STATED GOAL: Copy the records from the start through the line containing "x=239, y=30", switching "palm tree" to "coconut palm" and leaving everything else unchanged.

[Location labeling records]
== == ==

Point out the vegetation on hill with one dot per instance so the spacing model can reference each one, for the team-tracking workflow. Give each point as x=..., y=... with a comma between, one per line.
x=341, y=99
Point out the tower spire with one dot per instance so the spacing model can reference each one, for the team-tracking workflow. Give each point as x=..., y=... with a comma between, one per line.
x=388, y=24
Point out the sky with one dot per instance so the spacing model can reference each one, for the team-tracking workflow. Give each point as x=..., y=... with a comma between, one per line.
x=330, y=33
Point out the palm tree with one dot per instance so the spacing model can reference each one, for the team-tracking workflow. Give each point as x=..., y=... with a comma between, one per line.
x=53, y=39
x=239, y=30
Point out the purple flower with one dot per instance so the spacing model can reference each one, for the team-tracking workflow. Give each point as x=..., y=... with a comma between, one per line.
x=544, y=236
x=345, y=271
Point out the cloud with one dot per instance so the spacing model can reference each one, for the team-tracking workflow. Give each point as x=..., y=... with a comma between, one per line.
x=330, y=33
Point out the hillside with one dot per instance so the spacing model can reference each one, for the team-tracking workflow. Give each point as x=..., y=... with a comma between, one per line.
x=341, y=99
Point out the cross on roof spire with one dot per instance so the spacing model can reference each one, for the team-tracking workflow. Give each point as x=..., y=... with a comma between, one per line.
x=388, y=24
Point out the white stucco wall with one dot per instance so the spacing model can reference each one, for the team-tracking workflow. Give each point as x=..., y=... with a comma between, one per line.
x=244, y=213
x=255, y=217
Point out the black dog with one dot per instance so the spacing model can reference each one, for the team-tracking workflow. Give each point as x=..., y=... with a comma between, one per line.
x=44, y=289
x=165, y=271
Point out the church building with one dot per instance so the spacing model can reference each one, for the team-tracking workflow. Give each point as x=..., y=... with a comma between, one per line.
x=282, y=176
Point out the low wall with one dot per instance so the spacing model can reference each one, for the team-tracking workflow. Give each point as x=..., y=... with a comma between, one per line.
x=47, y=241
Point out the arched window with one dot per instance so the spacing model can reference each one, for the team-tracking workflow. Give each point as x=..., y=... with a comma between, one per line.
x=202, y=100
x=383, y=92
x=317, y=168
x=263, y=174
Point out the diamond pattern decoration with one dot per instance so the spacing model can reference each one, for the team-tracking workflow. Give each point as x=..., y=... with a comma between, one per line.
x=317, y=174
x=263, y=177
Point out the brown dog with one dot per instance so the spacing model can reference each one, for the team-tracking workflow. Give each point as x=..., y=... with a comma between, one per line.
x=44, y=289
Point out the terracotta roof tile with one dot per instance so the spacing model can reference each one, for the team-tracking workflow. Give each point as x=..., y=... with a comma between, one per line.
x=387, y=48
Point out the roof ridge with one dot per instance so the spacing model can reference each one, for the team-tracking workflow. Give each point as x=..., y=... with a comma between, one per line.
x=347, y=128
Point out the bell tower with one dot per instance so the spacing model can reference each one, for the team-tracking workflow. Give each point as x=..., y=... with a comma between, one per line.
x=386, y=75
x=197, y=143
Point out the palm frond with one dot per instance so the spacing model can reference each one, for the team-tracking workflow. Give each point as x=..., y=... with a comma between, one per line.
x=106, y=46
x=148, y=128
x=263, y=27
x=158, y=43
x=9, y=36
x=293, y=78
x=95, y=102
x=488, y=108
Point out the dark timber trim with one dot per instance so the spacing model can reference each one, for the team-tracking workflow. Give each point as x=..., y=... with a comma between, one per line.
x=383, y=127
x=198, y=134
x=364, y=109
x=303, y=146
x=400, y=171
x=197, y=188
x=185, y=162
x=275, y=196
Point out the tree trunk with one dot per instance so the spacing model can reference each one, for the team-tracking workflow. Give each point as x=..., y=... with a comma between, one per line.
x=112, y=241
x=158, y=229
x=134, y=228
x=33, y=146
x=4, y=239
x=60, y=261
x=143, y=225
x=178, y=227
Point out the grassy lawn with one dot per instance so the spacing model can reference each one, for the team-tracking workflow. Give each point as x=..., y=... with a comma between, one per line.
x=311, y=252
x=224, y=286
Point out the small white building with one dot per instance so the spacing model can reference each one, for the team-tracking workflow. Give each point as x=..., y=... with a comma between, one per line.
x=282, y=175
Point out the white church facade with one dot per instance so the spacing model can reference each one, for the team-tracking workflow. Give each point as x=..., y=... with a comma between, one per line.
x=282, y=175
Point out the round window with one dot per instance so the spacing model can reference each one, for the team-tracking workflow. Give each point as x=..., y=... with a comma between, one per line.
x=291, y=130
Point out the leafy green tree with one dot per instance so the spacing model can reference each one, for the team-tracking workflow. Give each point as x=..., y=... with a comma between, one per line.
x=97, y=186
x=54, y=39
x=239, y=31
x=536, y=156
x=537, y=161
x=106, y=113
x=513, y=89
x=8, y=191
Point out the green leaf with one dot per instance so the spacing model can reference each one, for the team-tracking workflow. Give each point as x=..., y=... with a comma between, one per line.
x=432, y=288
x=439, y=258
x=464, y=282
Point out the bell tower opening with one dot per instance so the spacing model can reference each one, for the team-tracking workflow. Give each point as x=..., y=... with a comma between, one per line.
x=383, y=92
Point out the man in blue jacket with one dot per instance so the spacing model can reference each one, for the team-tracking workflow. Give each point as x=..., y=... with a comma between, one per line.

== == ==

EXERCISE RESPONSE:
Point out the vegetation on hill with one dot per instance so the spacing model can reference each one, for the team-tracking workflow. Give each point as x=..., y=... with a comma between, one per line.
x=341, y=99
Point out the tower spire with one dot per instance so the spacing model can reference each one, for the team-tracking workflow. Give each point as x=..., y=... with a comma between, one per line.
x=388, y=24
Point out the sky with one dot per instance so the spacing model can reference each one, for the team-tracking workflow. Give each point as x=..., y=... with a comma between, one per line.
x=330, y=33
Point out the coconut palm with one dot per instance so the spacing model can reference each one, for the team-tracking workflow. Give each point as x=..., y=... with a comma between, one per line.
x=53, y=39
x=239, y=30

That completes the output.